RECORD LIST start
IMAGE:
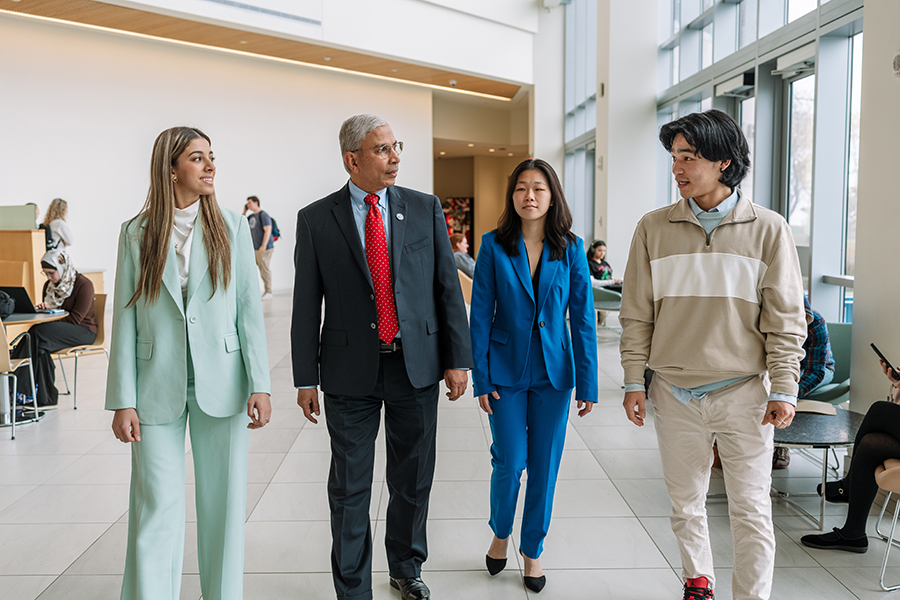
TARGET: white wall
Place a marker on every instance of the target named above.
(547, 107)
(81, 108)
(876, 312)
(493, 39)
(626, 122)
RECORD LIST end
**STATED TASK**
Please rewrite the entries with "marker" changed to "pin" and everything else kept the same. Leave the pictures out.

**REPLY**
IMAGE:
TARGET: white wall
Place a pin on every instance of the target named above.
(547, 107)
(81, 108)
(876, 312)
(493, 39)
(626, 122)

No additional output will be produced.